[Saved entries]
━━━━━━━━

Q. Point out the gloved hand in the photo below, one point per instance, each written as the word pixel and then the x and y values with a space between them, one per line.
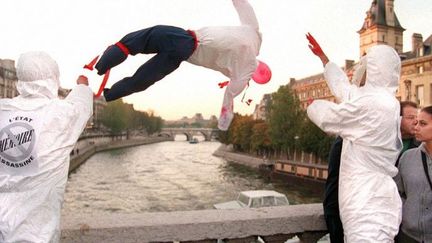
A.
pixel 82 80
pixel 314 46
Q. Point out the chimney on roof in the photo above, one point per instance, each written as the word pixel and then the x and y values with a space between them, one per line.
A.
pixel 417 43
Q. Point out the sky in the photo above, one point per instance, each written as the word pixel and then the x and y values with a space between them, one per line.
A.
pixel 73 32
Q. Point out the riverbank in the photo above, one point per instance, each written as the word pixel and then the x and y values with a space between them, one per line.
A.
pixel 306 174
pixel 86 147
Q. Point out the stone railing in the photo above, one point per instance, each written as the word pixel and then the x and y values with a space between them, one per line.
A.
pixel 272 224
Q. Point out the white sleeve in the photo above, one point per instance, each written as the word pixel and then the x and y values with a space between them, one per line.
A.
pixel 81 98
pixel 342 119
pixel 337 81
pixel 246 13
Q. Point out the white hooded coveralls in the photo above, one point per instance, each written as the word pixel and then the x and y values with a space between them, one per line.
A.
pixel 368 121
pixel 37 133
pixel 231 50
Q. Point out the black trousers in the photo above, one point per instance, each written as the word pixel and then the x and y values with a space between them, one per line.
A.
pixel 172 45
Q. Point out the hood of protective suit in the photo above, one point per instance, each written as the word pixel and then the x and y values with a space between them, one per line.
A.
pixel 383 68
pixel 38 80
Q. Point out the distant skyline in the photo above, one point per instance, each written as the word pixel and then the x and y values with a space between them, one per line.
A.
pixel 73 32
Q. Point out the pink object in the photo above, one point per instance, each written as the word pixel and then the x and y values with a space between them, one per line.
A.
pixel 262 73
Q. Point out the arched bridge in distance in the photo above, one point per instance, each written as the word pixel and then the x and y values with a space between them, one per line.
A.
pixel 208 133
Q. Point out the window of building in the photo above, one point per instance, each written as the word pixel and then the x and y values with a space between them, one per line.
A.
pixel 420 95
pixel 420 69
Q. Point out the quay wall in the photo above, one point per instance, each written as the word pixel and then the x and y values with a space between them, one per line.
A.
pixel 310 175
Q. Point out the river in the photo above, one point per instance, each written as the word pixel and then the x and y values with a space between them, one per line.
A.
pixel 168 176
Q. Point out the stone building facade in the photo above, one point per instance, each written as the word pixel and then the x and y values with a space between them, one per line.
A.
pixel 381 26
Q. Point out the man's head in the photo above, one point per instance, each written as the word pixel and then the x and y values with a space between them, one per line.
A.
pixel 408 112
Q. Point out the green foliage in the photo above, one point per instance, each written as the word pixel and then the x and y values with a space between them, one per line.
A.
pixel 260 139
pixel 286 118
pixel 314 140
pixel 286 128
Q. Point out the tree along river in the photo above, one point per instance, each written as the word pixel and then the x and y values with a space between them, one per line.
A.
pixel 168 176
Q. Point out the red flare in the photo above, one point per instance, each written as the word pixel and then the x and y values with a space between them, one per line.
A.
pixel 223 84
pixel 91 64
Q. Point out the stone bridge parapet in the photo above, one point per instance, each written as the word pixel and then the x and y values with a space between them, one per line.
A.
pixel 273 224
pixel 208 133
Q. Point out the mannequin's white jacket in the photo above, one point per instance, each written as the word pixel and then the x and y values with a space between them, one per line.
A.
pixel 231 50
pixel 368 121
pixel 37 133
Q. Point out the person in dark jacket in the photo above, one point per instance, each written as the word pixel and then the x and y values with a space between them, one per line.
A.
pixel 331 205
pixel 415 186
pixel 409 112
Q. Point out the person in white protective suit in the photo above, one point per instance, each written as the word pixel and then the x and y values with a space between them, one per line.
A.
pixel 368 121
pixel 231 50
pixel 37 133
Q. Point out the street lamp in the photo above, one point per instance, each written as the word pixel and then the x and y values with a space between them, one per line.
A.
pixel 296 137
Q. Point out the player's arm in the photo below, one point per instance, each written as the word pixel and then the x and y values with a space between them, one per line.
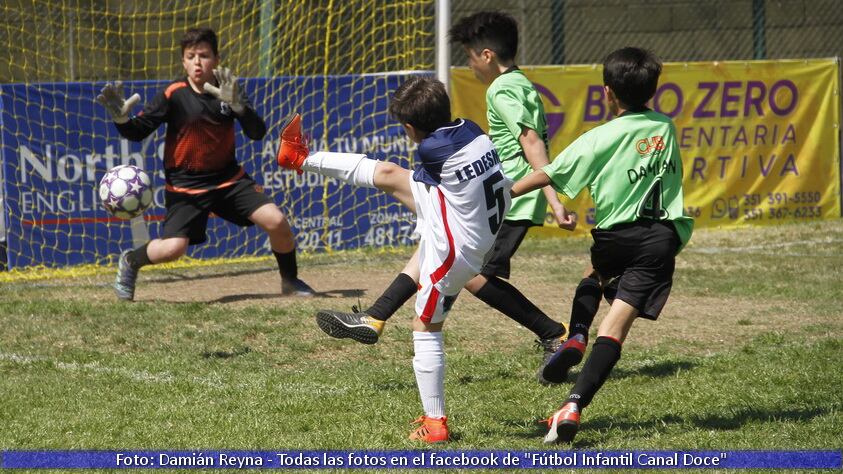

━━━━━━━━

● **What you are asked to do**: Repeat the entries exactly as they are given, leaving out each image.

● **Solution below**:
Q. Point out the gloved hand in the photo below, one point per instance, each written as the word pixel and then the x and y values with a space between them, one per line.
A.
pixel 82 80
pixel 314 46
Q. Point out the chimney on roof in the photo above, one point per instance, each written as the word pixel and then the x and y values with a space between them, one per line.
A.
pixel 417 43
Q. Point out the sky in the photo above, one point per instance, each written as the word pixel and then the x and y values with a space between them, one per line.
A.
pixel 73 32
Q. Point out the riverbank in the photo above, one point per instance, each written as the word pixel and then the x and y values with a space between them, one per line.
A.
pixel 306 174
pixel 86 147
Q. Point out the stone railing in the photo above, one point per instance, each written as the word pixel and then the x and y values with a space between them, one per line.
A.
pixel 272 224
Q. Point out the white sleeve in the photo above, one point per instance, each written as the word pixel and then the x and y values with a space between them, one per line.
A.
pixel 81 98
pixel 342 119
pixel 337 81
pixel 246 13
Q. Point out the white hooded coveralls in the photo above, one point per instance, each written as the word pixel and then the x and y values with a space between them, one per line.
A.
pixel 368 121
pixel 37 133
pixel 231 50
Q. Point out the black trousers in the photo above, one point per instance, each written as the word pixel and then the x and y values with a space between them, one per line.
A.
pixel 172 45
Q. Point out the hood of protective suit in the photo above, one point per instance, each written as the word pixel and then the x and y values with a space between them, one per line.
A.
pixel 383 68
pixel 38 80
Q. Point out the distant skyline in the photo above, one point per instance, each written as the word pixel and then the x and y values with a space between them, one per line.
A.
pixel 73 32
Q. Point out the pink object in the photo above, one point per instance, each written as the word pixel and then the x and y values with a space between them, one per line.
A.
pixel 262 73
Q. Point out the arched bridge in distance in the photo above, one point per instance, each written as the word pixel and then the x and y values with a space between them, one per line.
A.
pixel 208 133
Q. Point out the window of building in the photo above, one point per instance, each written as the word pixel and then the x and y values with a space between them, one per line.
A.
pixel 420 95
pixel 420 69
Q. Point out the quay wall in the photo above, one point per instance, each written as the word pixel and then the x and y values with a space between them, one per line.
A.
pixel 310 175
Q. Point out the river in the photo above, one point per instance, each written as the word pixel and then the x and y values with a space between them, one per line.
A.
pixel 168 176
Q. Point out the stone building facade in the photo above, one point per instance, each written as the word pixel and then the x and y values with a space between them, one per line.
A.
pixel 381 26
Q. Point out the man's head in the photo above, one point per instance, each written as the word pixel and then the x and y values with a space between them, one per line.
A.
pixel 408 112
Q. Point out the green foliage in the photo above, one point per instance, each written as the word pixel and then the x and y values with a space between them, one per line.
A.
pixel 260 139
pixel 286 118
pixel 314 140
pixel 286 128
Q. Point out the tree along river in the photo above, one point per instance, each written as the word pixel and then the x and y values with a space between them, one per line.
A.
pixel 168 176
Q. Point out the red flare in the photo above, one point per instance, each written as the word pixel and then the x and y values with a space between them, one per line.
A.
pixel 223 84
pixel 91 64
Q. Point out the stone bridge parapet in the photo above, one point per instance, each written as the word pixel and then the x and y values with a space between them, one per line.
A.
pixel 273 224
pixel 208 133
Q. Point out the mannequin's white jacket in the photo above, one point per instance, each written as the word pixel and then the x and y values with a space between them, one per line.
A.
pixel 231 50
pixel 368 121
pixel 37 133
Q. Point out the person in dark jacket in the photo above, one point per instance, each written as the word pixel and then the x and y values with a space between them, one per line.
A.
pixel 331 205
pixel 415 186
pixel 409 112
Q. Point out the person in white protective suit in the photo above, one point per instance, each written as the word pixel and then the x and y values with a space between them, one per line.
A.
pixel 368 121
pixel 231 50
pixel 37 133
Q. Point out the street lamp in the photo above, one point per instance, each written as the word pixel and then the x and y values with a space between them, one per line.
A.
pixel 296 137
Q. Point out the player's arm in the photo below, one point per instance, each written as the word pixel and then the x and y values with a space between them, one per line.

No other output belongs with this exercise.